» **WHAT IS EXPECTED**
Your task is to copy every line of this material exactly.

+++

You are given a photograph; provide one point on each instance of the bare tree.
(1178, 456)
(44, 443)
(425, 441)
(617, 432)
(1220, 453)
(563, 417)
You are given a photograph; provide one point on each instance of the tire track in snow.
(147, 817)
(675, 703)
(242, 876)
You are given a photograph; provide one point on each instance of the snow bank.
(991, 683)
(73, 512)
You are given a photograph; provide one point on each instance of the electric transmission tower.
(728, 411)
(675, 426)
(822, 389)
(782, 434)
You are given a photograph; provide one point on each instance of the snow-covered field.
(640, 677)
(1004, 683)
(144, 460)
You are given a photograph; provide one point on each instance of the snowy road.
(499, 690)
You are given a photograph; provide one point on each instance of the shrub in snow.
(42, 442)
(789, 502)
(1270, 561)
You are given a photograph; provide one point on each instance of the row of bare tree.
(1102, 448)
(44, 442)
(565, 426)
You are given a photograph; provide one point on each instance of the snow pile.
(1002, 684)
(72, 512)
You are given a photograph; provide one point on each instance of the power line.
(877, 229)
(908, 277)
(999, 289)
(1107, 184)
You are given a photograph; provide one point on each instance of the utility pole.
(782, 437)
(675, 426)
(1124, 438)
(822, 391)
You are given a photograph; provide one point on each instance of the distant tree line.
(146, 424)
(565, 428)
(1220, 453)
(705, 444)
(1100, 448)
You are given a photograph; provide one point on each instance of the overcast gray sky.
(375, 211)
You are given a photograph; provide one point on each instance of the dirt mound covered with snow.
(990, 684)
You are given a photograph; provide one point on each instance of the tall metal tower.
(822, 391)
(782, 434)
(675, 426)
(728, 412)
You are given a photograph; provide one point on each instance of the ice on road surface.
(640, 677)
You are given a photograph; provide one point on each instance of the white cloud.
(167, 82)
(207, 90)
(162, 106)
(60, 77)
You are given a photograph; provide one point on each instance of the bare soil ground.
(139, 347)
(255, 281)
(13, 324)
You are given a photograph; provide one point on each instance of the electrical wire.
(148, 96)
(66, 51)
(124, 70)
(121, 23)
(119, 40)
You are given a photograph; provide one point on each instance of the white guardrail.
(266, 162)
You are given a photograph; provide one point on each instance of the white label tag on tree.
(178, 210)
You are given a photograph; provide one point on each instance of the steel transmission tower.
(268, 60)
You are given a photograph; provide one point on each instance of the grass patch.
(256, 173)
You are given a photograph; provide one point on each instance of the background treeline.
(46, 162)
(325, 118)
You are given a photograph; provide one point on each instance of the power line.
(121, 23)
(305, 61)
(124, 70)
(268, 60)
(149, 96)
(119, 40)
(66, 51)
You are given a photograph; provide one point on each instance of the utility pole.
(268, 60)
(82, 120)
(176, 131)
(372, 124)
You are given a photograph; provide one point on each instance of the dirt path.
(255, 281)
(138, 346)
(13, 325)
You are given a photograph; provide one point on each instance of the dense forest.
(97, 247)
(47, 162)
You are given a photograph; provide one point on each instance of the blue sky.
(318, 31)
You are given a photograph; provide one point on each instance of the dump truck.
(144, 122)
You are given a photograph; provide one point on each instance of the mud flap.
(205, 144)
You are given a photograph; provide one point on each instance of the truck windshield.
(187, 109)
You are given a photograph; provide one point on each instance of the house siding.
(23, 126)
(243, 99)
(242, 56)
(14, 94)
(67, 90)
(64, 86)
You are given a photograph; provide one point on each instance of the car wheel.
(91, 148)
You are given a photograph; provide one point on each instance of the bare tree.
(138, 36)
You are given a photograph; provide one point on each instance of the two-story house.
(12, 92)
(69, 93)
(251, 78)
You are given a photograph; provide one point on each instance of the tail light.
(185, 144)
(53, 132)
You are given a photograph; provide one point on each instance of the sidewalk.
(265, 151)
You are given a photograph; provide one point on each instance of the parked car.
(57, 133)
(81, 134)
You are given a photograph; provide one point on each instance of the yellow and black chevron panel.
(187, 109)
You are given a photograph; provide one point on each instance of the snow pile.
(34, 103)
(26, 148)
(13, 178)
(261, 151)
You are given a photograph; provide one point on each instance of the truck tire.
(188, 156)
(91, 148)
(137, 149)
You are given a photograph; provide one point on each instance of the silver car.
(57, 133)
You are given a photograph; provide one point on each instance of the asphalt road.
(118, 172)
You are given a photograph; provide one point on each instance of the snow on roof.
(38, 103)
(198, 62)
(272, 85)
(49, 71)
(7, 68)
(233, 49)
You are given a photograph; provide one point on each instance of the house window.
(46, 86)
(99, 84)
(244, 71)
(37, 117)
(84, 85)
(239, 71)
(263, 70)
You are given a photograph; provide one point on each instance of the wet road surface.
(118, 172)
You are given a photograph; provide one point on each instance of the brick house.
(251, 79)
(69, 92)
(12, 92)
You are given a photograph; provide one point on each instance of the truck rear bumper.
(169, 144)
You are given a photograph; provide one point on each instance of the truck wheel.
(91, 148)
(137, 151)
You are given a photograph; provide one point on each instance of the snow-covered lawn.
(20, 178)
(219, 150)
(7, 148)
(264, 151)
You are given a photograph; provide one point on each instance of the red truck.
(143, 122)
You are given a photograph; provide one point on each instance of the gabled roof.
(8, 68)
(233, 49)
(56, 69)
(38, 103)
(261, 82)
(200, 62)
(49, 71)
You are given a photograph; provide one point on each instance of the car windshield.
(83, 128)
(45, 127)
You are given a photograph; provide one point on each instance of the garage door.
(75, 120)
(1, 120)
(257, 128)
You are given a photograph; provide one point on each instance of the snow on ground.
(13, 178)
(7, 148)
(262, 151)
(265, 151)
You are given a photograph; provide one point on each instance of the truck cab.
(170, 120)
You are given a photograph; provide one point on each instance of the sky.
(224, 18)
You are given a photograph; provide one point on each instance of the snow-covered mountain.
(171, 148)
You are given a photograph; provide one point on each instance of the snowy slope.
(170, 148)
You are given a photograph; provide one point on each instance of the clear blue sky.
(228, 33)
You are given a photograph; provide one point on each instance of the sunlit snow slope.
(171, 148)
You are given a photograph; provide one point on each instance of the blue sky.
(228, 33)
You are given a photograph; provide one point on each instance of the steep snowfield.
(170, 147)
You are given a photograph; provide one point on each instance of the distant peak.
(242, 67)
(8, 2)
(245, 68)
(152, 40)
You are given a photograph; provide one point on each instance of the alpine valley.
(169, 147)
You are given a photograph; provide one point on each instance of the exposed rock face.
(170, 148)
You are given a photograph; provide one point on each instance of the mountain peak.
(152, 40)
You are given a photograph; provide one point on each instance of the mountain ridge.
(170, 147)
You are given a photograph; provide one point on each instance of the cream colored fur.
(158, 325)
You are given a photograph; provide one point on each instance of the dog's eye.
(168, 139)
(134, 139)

+++

» **TASK SOLUTION**
You are given a photograph; provide one point on each instance of the bare tree.
(1178, 456)
(44, 443)
(425, 441)
(617, 432)
(1220, 453)
(563, 417)
You are given a photograph; provide one point on each instance of the tire track in snow.
(147, 817)
(675, 703)
(242, 876)
You are given a photograph; provide one point on each instance of the snow bank.
(991, 683)
(73, 512)
You are given a photograph; provide one point on each instance of the electric transmission tower.
(728, 411)
(675, 426)
(822, 389)
(782, 434)
You are given a photograph; provide one point on each instance of the snow-covered field.
(640, 677)
(1004, 683)
(144, 460)
You are given a photograph; provide one point on each instance of the snowy road.
(499, 690)
You are given a photograph; provide one point on each instance of the shrub in snow.
(42, 442)
(789, 502)
(1270, 561)
You are given a photograph; provide one point on each instance of the row of bare tree.
(1102, 448)
(44, 442)
(565, 426)
You are given a photograph; provide one point on each instance of the snow pile.
(1002, 684)
(72, 512)
You are given a photograph; provide one point on each instance of the power line.
(877, 229)
(908, 277)
(999, 289)
(1107, 184)
You are given a photograph; provide one point on each instance of the utility pole.
(782, 437)
(675, 426)
(1124, 438)
(822, 391)
You are given a photograph; provide one point on each instance of the distant tree line.
(146, 424)
(565, 428)
(1220, 453)
(705, 444)
(1100, 448)
You are given a photograph; provide one point on each instance of the overcast gray sky.
(375, 211)
You are given a photograph; provide one point on each instance of the dirt mound covered with snow.
(990, 684)
You are given a photograph; provide one point on each instance of the tall metal tower.
(822, 391)
(782, 434)
(675, 426)
(728, 412)
You are given a photograph; provide one point on each instance of the ice on road surface.
(640, 677)
You are given a photograph; provide one point on each instance of the white cloud.
(167, 82)
(207, 90)
(162, 106)
(60, 77)
You are given a photograph; provide one point on each instance of the bare soil ground.
(139, 347)
(255, 281)
(13, 324)
You are given a photograph; provide one point on each instance of the electrical wire.
(148, 96)
(66, 51)
(124, 70)
(121, 23)
(119, 40)
You are given a photograph; provide one point on each instance of the white guardrail.
(266, 162)
You are given a photograph; provide one point on each instance of the white label tag on tree.
(178, 210)
You are given a photograph; provide one point on each instance of the steel transmission tower.
(268, 60)
You are given a photograph; provide one point on each instance of the grass patch.
(256, 173)
You are given a photograph; provide one point on each instance of the background treeline.
(46, 162)
(325, 118)
You are given a photograph; provide one point on each instance of the power line.
(121, 23)
(305, 61)
(124, 70)
(268, 60)
(149, 96)
(119, 40)
(66, 51)
You are given a photograph; provide one point on each instance of the utility pole.
(268, 60)
(82, 120)
(176, 131)
(372, 124)
You are given a photograph; provide one point on each instance of the dirt path.
(255, 281)
(138, 346)
(13, 325)
You are given a photograph; provide one point on each instance of the dense forest.
(97, 247)
(47, 162)
You are given a photograph; provide one point on each instance of the blue sky.
(318, 31)
You are given a photograph; provide one point on each instance of the dump truck.
(144, 122)
You are given a photograph; provide one point on each instance of the mud flap.
(205, 144)
You are given a photograph; provide one point on each instance of the truck windshield.
(187, 109)
You are given a photograph; provide one point on each instance of the house siding.
(23, 126)
(243, 99)
(242, 56)
(14, 94)
(67, 90)
(64, 86)
You are given a photograph; provide one point on each instance of the car wheel.
(91, 148)
You are given a photograph; provide one point on each instance of the bare tree.
(138, 36)
You are given a photograph; provide one point on each instance of the two-story house.
(12, 92)
(69, 93)
(251, 78)
You are given a photograph; provide one point on each instance of the tail light.
(185, 144)
(53, 132)
You are given a photograph; provide one point on each instance of the sidewalk.
(265, 151)
You are given a photograph; provide one point on each instance of the parked car.
(57, 133)
(81, 134)
You are given a photograph; provide one point on each instance of the yellow and black chevron panel.
(187, 109)
You are given a photograph; provide one point on each instance of the snow pile.
(34, 103)
(26, 148)
(13, 178)
(261, 151)
You are given a photograph; provide one point on each instance of the truck tire.
(188, 156)
(91, 148)
(137, 149)
You are given a photograph; provide one point on each instance of the silver car.
(57, 133)
You are given a photograph; provide one point on each instance of the asphalt road.
(118, 172)
You are given a photograph; provide one point on each instance of the snow on roof.
(38, 103)
(198, 62)
(272, 85)
(49, 71)
(7, 68)
(233, 49)
You are given a photograph; provide one point on each instance of the house window.
(46, 86)
(99, 84)
(244, 71)
(37, 117)
(84, 85)
(239, 71)
(263, 70)
You are given a photograph; provide one point on each instance of the wet road surface.
(118, 172)
You are given a photograph; provide one point on each instance of the brick house.
(251, 79)
(69, 92)
(12, 92)
You are given a photograph; provide one point on each instance of the truck rear bumper.
(169, 144)
You are given a photograph; provide one point on each instance of the truck wheel.
(91, 148)
(137, 151)
You are given a photograph; provide one point on each instance of the snow-covered lawn.
(20, 178)
(219, 150)
(7, 148)
(264, 151)
You are given a photograph; provide one point on each instance of the red truck.
(143, 122)
You are given a photograph; provide one point on each instance of the gabled roof.
(8, 68)
(233, 49)
(56, 69)
(38, 103)
(261, 82)
(200, 62)
(49, 71)
You are given a photograph; provide one point on each instance of the car windshield.
(83, 128)
(45, 127)
You are given a photograph; provide one point on each instance of the garage door.
(75, 120)
(1, 120)
(257, 128)
You are given a photograph; provide one point on each instance of the snow on ground.
(13, 178)
(7, 148)
(262, 151)
(265, 151)
You are given a photograph; provide one point on each instance of the truck cab.
(170, 120)
You are given a photograph; provide one point on each instance of the sky.
(224, 18)
You are given a photograph; provide one point on each instance of the snow-covered mountain.
(171, 148)
You are given a photograph; provide one point on each instance of the snowy slope.
(170, 148)
You are given a photograph; provide one point on each instance of the clear blue sky.
(228, 33)
You are given a photograph; provide one point on each instance of the sunlit snow slope.
(171, 148)
You are given a photograph; provide one point on each instance of the blue sky.
(228, 33)
You are given a photograph; provide one point on each instance of the steep snowfield.
(170, 147)
You are given a photograph; provide one point on each instance of the distant peak.
(242, 67)
(8, 2)
(245, 68)
(152, 40)
You are given a photograph; provide one point on each instance of the alpine valley.
(169, 147)
You are given a photograph; provide one point on each instance of the exposed rock face.
(170, 148)
You are given a photograph; provide one point on each instance of the mountain peak.
(152, 40)
You are given a photograph; provide one point on each instance of the mountain ridge.
(170, 147)
You are given a photograph; provide one point on each instance of the cream colored fur.
(158, 325)
You are given a photograph; provide one point on each instance of the dog's eye.
(168, 139)
(134, 139)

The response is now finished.